*** Recorded information ***

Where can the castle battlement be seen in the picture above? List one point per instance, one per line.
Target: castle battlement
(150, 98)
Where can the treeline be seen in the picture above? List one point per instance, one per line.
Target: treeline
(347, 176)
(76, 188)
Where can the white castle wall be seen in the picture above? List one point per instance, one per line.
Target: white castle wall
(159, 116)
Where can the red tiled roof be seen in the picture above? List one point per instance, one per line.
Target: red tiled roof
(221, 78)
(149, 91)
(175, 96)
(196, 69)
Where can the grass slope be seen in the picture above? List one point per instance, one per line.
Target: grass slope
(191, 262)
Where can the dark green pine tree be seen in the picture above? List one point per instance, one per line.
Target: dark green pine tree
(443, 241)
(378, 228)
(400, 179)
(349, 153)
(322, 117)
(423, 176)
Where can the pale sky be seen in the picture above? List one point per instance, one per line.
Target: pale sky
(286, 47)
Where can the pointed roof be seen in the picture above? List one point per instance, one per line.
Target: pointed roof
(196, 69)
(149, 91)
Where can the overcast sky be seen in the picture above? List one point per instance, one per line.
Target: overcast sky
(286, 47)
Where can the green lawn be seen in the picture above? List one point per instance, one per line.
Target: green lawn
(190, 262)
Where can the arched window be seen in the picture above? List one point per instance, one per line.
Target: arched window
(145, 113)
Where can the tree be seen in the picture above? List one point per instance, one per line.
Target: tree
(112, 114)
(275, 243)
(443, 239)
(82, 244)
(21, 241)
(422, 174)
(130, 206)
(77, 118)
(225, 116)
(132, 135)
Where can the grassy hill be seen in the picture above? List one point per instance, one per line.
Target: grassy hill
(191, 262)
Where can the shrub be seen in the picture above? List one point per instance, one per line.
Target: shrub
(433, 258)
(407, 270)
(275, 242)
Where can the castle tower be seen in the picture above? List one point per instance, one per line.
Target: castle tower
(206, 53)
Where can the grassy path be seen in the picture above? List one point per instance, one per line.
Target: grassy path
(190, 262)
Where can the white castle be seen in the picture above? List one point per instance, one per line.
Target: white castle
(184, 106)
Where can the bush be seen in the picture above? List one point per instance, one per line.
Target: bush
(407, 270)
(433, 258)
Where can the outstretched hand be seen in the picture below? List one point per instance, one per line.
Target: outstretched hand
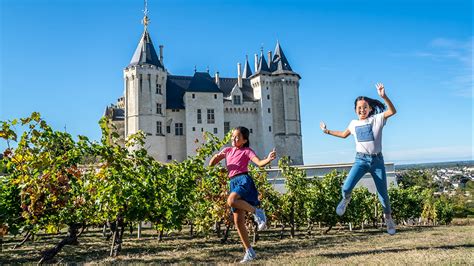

*** End of Recorded information ***

[Task to carry out] Your response should contain each line of the listing in which the word "hand" occurs.

[Answer to the problem]
Where can the outstretched hand be seen in the picture below? List one point per instance, one per line.
Target: outstretched hand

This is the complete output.